> _WHAT TO DO_: Could you copy the rows below word for word, starting at the line that contains "instance of black" and ending at the line that contains "0,350,13,365", with both of those lines included?

> _EXERCISE INPUT_:
========================================
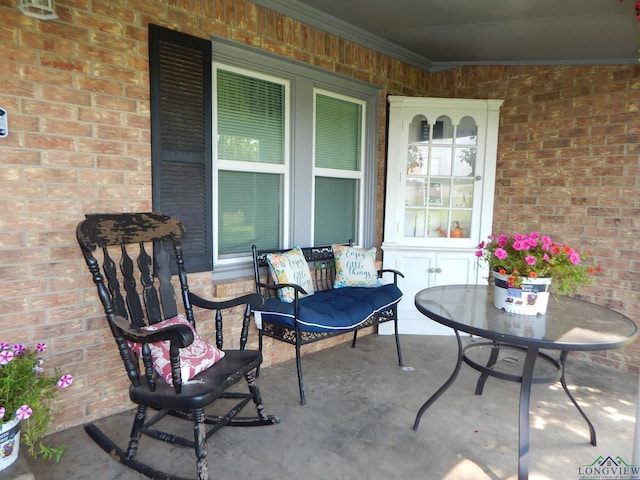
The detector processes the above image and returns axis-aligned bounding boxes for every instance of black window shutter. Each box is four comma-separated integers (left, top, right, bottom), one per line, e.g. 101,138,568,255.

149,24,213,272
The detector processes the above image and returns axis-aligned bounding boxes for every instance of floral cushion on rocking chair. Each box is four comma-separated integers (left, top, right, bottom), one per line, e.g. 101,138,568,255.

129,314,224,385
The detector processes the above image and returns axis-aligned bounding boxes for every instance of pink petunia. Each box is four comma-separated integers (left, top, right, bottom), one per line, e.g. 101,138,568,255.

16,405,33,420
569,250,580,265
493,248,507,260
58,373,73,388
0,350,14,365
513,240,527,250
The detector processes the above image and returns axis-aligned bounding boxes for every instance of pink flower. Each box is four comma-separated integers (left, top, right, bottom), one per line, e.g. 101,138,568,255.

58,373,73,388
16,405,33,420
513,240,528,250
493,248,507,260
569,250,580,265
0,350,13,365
========================================
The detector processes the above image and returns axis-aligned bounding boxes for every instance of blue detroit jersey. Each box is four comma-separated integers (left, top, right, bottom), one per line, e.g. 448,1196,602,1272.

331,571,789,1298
========================================
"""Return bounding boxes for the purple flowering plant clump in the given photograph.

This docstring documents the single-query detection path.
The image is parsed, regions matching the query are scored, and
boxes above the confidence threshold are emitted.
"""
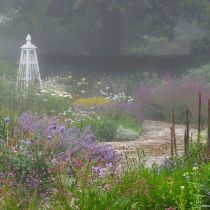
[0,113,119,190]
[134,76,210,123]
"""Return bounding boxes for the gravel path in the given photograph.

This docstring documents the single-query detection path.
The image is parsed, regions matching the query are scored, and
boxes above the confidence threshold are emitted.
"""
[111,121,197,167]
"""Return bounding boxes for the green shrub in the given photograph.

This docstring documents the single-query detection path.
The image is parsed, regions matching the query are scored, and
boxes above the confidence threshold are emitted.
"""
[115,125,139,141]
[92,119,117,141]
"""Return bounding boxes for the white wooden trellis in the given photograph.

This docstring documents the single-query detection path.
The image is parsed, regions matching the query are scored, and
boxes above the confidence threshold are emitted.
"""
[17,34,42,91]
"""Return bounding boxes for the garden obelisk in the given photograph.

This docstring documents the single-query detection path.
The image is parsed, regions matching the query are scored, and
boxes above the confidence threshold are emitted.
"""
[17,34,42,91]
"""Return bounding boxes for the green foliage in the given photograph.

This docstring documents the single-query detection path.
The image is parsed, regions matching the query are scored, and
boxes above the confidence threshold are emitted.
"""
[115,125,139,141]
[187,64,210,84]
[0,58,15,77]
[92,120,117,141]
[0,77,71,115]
========================================
> _FINAL RESULT_:
The detector processes the above image and returns axis-aligned bounding boxes for every instance of black window shutter. Each box is four comma-separated integers (left, top, right, bottom), one per line, e.g. 101,138,568,255.

149,24,213,272
The detector processes the above image and returns axis-aligned bounding boxes for every instance of floral cushion on rocking chair. Each box is four comma-separated integers (left, top, right, bottom), one per line, e.g. 101,138,568,255.

129,314,224,385
The detector processes the above image and returns axis-aligned bounding boxes for every instance of pink petunia. Each box is four comma-separated integers (left, top, right, bottom), one per line, e.g. 101,138,568,255.

16,405,33,420
569,250,580,265
493,248,507,260
58,373,73,388
0,350,14,365
513,240,527,250
The detector processes the above image and returns axis-aligned bounding boxes for every instance of pink flower. Each box is four comma-separated integers (left, top, right, bottom), one per line, e.g. 101,138,568,255.

58,373,73,388
16,405,33,420
513,240,528,250
493,248,507,260
569,250,580,265
0,350,13,365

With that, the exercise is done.